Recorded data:
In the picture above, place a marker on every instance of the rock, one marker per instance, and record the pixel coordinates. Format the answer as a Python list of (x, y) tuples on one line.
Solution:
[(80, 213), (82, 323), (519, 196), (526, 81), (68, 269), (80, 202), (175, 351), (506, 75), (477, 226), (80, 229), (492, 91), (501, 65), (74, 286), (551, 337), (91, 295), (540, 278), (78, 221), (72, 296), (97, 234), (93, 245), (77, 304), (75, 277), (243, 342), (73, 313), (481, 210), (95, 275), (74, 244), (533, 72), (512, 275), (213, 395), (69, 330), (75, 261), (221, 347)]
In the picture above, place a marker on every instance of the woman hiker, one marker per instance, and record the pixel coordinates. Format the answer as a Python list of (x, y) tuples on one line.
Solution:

...

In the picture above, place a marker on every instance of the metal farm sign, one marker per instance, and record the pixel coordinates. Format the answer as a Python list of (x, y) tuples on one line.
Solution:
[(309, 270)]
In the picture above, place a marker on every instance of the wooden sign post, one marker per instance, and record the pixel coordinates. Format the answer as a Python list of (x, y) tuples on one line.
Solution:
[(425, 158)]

-- Exercise description --
If a line in the entries includes the word "tuples", copy that line out.

-- Answer box --
In the picture above, place a marker on every instance of the rock, one marker per instance, and record the pixel coordinates. Format the answer as a Python list of (x, y) tuples on one line.
In the picture above, place a marker on every instance of the woman hiker, one marker per instance, and record the pixel coordinates. Format the answer as a Python list of (x, y) tuples on one line.
In the picture above, place a marker on every instance of the metal farm sign, one marker per instance, and record the pixel coordinates. Format the answer as a Python list of (x, y) tuples on one line.
In the picture above, place a marker on every instance of the wooden sign post, one marker per instance, and record the pixel coordinates. Format the answer as a Python list of (x, y) tuples on one line.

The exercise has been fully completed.